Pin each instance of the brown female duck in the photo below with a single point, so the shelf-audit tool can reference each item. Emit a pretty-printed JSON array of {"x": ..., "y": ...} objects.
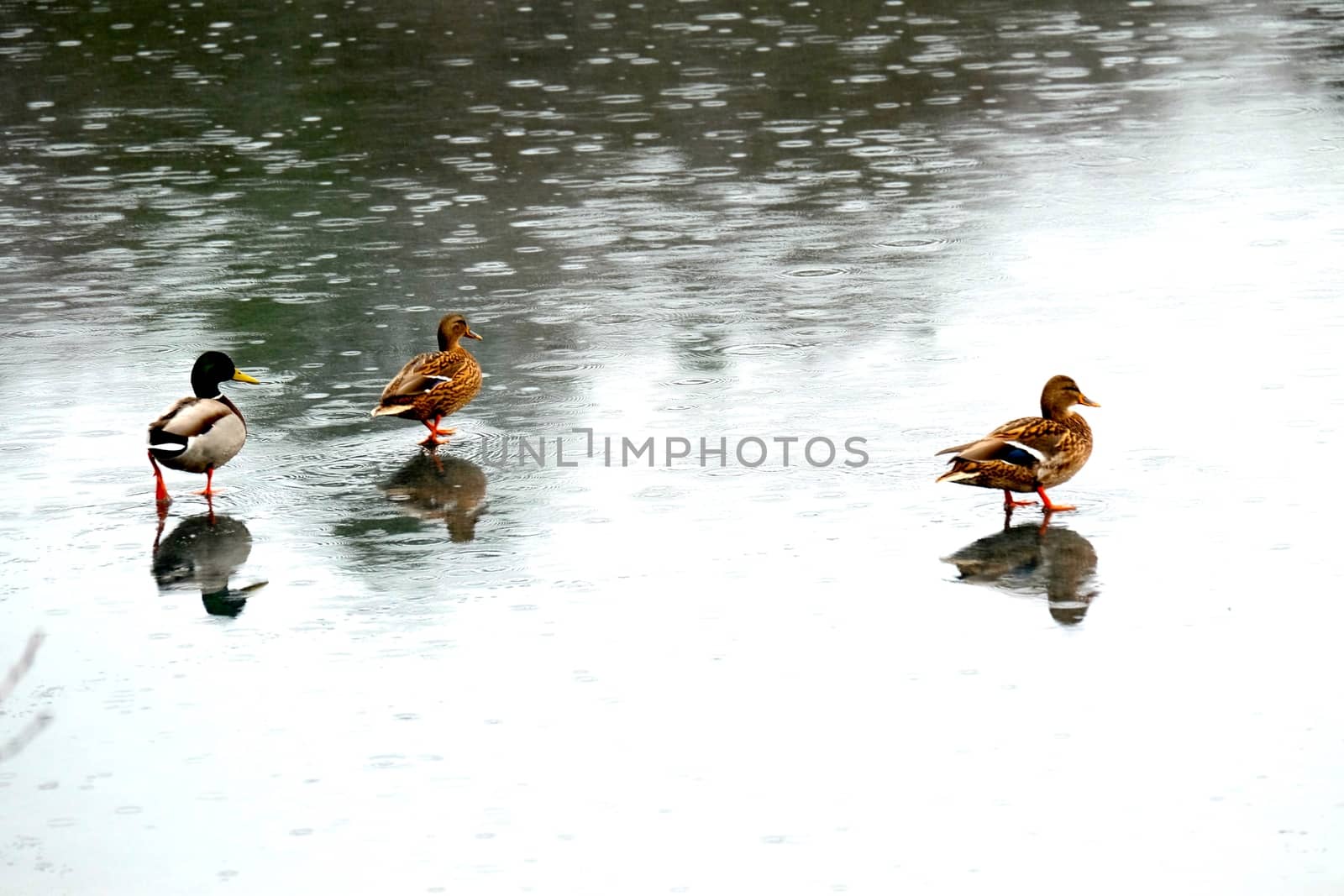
[
  {"x": 1032, "y": 453},
  {"x": 434, "y": 385},
  {"x": 201, "y": 432}
]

**EXERCISE INSTRUCTIONS:** Reproduce the rows above word for word, but leave out the picture.

**ANSWER TO THE TASK:**
Pin each instance of the brown female duck in the photo below with a single point, so the shelf-audit tool can reference each item. Emit a pretty-printed JSON array of {"x": ..., "y": ...} objects.
[
  {"x": 1032, "y": 453},
  {"x": 434, "y": 385},
  {"x": 201, "y": 432}
]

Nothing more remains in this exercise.